* BEGIN *
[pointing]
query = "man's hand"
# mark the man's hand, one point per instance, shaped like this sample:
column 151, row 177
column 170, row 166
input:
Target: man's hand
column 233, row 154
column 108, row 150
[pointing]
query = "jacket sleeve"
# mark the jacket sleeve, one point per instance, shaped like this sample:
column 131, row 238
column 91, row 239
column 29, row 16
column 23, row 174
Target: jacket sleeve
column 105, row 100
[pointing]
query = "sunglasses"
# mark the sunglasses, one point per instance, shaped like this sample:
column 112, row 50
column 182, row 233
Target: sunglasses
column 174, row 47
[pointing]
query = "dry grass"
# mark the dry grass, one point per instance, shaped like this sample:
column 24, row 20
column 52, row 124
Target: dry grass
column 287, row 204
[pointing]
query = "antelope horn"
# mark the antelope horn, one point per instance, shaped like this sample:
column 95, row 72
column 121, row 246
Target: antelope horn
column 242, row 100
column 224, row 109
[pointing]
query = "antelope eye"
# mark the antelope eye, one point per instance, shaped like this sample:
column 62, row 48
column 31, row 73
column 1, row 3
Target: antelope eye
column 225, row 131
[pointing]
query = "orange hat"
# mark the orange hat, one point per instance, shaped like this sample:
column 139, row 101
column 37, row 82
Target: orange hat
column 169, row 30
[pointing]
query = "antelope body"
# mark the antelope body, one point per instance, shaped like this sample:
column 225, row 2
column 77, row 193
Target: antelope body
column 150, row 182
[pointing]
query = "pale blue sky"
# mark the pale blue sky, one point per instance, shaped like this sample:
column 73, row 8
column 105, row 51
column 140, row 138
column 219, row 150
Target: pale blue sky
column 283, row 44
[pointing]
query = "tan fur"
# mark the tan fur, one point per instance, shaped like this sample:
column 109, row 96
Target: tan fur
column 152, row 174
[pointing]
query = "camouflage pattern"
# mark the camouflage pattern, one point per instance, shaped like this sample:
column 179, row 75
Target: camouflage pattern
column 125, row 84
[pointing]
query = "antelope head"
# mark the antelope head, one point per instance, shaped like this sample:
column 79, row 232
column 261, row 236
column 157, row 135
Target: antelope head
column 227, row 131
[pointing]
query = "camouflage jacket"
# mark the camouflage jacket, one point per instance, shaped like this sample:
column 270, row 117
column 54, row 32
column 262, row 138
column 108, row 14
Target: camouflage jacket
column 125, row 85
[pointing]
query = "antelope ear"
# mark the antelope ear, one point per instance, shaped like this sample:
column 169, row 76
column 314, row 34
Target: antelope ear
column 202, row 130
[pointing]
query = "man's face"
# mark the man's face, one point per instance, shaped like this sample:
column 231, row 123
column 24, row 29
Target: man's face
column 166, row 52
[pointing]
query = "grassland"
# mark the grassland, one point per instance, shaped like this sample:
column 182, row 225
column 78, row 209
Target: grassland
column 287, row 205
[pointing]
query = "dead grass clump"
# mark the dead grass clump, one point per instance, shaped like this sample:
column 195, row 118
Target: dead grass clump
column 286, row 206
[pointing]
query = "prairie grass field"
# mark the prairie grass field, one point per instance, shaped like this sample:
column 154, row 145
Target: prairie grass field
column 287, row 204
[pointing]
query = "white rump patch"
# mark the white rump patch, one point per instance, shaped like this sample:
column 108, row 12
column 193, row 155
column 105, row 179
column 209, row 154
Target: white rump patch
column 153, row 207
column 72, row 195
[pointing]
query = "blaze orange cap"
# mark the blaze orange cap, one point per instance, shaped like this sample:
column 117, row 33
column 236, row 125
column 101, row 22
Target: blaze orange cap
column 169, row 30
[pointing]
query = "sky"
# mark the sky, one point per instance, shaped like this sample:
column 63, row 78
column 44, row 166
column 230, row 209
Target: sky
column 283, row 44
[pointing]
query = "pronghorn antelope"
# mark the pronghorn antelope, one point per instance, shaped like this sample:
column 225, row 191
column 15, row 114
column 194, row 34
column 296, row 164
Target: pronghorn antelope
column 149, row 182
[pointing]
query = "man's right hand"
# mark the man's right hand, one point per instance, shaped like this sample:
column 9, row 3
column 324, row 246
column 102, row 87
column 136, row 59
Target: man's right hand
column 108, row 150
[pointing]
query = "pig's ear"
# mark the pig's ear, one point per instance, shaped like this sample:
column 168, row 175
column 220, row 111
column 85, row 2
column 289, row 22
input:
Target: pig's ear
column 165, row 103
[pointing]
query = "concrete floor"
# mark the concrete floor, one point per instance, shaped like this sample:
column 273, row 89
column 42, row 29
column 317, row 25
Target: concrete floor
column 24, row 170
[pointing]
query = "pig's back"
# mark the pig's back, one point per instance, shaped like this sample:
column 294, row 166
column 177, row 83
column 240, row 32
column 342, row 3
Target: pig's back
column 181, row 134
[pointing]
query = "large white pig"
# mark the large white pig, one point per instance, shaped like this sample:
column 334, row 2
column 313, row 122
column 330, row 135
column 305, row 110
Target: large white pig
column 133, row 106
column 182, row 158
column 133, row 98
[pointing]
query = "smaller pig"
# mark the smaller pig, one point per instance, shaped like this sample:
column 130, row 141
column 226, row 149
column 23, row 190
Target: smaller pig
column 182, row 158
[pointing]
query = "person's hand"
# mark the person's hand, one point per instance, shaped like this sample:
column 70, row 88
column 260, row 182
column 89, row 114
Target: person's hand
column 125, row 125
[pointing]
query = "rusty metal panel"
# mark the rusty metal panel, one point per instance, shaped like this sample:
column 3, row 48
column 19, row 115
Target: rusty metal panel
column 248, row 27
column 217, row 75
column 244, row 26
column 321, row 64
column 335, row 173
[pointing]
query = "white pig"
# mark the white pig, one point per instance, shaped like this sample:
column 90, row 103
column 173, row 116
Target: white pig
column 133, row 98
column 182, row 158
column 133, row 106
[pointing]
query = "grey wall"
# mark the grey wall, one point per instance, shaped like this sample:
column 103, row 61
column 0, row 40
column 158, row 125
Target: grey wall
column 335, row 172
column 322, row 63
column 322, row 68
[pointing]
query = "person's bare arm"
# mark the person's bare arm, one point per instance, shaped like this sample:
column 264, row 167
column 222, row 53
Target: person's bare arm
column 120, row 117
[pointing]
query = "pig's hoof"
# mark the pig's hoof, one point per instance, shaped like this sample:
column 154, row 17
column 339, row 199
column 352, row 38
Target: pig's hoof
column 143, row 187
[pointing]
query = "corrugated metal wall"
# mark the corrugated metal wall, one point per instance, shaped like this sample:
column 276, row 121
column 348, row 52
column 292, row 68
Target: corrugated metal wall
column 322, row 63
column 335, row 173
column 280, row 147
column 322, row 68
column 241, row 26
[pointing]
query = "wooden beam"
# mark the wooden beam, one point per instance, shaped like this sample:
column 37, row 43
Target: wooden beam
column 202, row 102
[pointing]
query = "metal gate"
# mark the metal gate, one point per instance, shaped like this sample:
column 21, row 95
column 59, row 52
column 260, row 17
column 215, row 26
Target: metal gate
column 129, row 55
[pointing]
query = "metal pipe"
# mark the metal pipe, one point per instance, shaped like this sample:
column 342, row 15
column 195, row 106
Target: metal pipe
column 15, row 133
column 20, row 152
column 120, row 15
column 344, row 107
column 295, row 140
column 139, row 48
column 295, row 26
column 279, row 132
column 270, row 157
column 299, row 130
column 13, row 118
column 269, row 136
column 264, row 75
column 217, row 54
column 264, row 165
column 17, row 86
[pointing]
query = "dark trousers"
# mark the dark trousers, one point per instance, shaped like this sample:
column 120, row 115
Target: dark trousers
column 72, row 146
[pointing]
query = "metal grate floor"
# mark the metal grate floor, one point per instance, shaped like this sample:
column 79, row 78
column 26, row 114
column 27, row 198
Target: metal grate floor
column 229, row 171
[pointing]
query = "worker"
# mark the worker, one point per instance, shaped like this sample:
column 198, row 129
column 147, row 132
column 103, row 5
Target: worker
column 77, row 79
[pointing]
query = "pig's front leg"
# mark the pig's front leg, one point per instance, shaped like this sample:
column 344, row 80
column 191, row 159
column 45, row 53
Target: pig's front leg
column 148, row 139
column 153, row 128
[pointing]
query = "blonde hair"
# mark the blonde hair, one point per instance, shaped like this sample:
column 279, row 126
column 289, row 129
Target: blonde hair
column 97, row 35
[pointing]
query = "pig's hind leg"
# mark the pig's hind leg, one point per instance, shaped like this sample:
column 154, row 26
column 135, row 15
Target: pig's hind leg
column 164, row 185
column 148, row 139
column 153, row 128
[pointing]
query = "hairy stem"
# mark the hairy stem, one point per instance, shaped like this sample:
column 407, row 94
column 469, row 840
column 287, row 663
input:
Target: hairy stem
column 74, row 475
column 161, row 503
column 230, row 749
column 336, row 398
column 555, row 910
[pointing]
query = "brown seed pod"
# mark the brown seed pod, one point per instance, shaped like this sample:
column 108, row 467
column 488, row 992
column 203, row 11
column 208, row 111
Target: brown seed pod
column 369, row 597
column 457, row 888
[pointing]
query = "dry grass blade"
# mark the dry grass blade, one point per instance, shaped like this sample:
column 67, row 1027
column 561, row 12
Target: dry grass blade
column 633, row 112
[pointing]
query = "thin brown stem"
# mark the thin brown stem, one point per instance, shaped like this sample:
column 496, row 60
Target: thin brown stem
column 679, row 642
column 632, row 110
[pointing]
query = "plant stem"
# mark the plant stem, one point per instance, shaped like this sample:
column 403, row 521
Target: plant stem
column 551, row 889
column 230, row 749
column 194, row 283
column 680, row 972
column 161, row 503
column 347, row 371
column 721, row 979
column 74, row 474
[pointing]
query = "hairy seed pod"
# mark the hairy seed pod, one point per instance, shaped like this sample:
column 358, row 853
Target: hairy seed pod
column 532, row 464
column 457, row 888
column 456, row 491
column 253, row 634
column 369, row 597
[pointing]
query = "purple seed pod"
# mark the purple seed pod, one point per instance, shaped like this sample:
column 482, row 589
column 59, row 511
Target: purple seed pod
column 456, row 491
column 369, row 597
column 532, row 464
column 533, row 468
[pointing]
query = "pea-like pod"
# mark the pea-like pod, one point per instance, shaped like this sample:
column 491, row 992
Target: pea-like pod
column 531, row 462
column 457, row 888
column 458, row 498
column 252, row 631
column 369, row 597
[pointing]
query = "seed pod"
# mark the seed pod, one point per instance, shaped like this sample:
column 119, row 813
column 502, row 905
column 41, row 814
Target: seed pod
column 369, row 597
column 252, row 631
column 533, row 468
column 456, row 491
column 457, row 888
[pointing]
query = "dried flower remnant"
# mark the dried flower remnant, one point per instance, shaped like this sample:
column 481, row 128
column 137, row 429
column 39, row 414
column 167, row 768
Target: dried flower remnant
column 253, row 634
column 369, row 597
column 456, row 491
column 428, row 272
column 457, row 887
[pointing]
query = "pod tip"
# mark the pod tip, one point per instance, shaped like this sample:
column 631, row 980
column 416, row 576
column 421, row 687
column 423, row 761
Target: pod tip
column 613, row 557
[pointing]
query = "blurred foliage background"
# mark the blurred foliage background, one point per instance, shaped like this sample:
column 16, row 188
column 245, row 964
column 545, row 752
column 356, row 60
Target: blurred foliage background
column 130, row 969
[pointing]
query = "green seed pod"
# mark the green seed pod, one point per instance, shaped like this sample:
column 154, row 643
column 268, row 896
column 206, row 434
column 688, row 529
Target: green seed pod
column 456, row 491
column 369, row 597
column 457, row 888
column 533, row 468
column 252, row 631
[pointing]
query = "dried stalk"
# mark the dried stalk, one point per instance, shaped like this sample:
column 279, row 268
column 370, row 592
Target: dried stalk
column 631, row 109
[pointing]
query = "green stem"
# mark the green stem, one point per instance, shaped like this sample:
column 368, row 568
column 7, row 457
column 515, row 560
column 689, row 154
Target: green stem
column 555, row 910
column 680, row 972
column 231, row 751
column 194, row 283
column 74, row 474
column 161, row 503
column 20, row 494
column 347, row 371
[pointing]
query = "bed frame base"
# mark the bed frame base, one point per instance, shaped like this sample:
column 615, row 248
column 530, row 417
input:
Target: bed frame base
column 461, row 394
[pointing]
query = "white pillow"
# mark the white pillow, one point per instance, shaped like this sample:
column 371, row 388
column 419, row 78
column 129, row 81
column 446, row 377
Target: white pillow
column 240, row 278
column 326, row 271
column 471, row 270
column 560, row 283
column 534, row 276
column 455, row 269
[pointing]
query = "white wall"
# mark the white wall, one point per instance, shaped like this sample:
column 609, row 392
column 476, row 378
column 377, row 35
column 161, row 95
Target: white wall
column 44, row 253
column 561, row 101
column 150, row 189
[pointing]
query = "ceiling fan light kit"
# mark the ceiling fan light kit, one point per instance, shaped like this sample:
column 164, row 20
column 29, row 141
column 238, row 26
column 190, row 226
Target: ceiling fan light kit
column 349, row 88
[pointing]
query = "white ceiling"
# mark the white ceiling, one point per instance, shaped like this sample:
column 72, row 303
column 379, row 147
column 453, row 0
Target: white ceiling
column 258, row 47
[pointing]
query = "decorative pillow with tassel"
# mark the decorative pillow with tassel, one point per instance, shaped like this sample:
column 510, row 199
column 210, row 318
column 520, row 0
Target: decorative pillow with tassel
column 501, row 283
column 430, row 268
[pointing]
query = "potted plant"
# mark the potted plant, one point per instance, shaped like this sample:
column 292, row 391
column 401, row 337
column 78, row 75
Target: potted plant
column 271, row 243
* END *
Written problem:
Display every line in the records above that contains the string "sleeve", copying each line in full.

Written answer:
query = "jacket sleeve"
# mark the jacket sleeve, one point per instance, shaped like this sample:
Target: jacket sleeve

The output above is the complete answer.